§ INPUT DATA:

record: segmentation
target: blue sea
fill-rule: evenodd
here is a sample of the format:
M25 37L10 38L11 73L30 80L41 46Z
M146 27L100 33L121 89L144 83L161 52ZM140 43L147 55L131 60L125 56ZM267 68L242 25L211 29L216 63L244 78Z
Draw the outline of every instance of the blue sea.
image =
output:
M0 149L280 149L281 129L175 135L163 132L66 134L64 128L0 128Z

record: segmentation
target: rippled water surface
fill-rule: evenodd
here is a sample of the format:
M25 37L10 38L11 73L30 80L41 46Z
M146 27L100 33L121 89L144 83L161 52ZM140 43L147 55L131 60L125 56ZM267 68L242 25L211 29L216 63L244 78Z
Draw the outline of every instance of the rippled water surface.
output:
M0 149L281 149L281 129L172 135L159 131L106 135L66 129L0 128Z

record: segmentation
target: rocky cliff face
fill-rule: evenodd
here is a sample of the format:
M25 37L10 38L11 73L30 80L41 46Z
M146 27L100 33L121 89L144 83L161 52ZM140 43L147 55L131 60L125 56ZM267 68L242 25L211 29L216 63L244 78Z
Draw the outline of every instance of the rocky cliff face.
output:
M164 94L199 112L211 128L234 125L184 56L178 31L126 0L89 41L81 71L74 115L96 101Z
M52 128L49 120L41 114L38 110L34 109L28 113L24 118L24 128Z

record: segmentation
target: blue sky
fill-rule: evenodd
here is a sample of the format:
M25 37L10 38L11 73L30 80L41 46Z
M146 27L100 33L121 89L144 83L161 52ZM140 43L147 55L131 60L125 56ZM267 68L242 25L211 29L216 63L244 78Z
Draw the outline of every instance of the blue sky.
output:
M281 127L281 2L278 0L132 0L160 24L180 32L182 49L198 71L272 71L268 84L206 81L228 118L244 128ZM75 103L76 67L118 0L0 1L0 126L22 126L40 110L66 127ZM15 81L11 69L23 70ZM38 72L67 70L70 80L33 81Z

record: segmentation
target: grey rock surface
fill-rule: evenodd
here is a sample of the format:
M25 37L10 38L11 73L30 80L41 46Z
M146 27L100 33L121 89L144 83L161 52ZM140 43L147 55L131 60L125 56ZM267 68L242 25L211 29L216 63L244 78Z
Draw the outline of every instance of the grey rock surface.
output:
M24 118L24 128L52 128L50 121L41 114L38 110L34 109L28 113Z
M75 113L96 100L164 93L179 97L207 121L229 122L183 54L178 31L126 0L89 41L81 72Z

§ SHORT TASK:
Copy out all of the lines above without changing anything.

§ EXERCISE RESULT:
record: segmentation
target: blue sea
fill-rule: evenodd
here is a sample of the format:
M25 37L10 38L11 73L30 80L41 46Z
M146 27L100 33L121 89L144 83L161 52ZM140 43L147 55L131 60L125 56ZM267 68L242 25L211 29L216 63L244 78Z
Draw the outline of every instance of the blue sea.
image =
output:
M0 149L280 149L281 129L175 135L163 132L66 134L64 128L0 128Z

record: segmentation
target: rippled water surface
fill-rule: evenodd
here is a sample of the format:
M25 37L10 38L11 73L30 80L41 46Z
M146 27L100 33L121 89L144 83L161 52ZM140 43L147 55L131 60L125 56ZM267 68L242 25L211 29L216 63L244 78Z
Draw the outline of every instance of the rippled water surface.
output:
M0 149L281 149L281 129L172 135L159 131L106 135L66 129L0 128Z

record: segmentation
target: rocky cliff face
fill-rule: evenodd
here is a sample of the format:
M25 37L10 38L11 73L30 80L41 46Z
M146 27L100 33L121 89L144 83L161 52ZM140 43L147 55L131 60L125 56ZM267 68L242 25L211 29L216 63L244 78Z
Draw the outline of every instance of the rocky cliff face.
output:
M164 94L199 112L211 128L234 125L184 56L178 31L126 0L89 41L81 71L74 115L96 101Z
M52 128L49 120L41 114L38 110L34 109L28 113L24 118L24 128Z

record: segmentation
target: blue sky
fill-rule: evenodd
here is a sample of the format:
M25 37L10 38L11 73L30 80L41 46Z
M146 27L100 33L121 89L144 83L161 52ZM140 43L147 55L131 60L125 56ZM267 68L242 25L211 29L216 63L244 78Z
Draw the outline of every instance of the blue sky.
output:
M281 127L281 2L278 0L132 0L160 24L180 32L182 49L198 71L272 71L268 84L206 81L228 118L244 128ZM75 103L76 67L118 0L0 1L0 126L22 126L40 110L66 127ZM15 81L11 69L23 70ZM38 72L67 70L70 80L33 81Z

record: segmentation
target: grey rock surface
fill-rule: evenodd
here is a sample of the format:
M25 37L10 38L11 73L30 80L41 46Z
M146 27L100 33L121 89L144 83L161 52ZM140 43L147 55L131 60L125 56ZM267 68L242 25L211 29L216 63L244 78Z
Draw the outline of every instance of the grey rock surface.
output:
M24 118L24 128L52 128L50 121L41 114L38 110L34 109L28 113Z
M75 113L96 100L164 93L179 97L207 121L229 122L183 54L178 31L126 0L89 41L81 72Z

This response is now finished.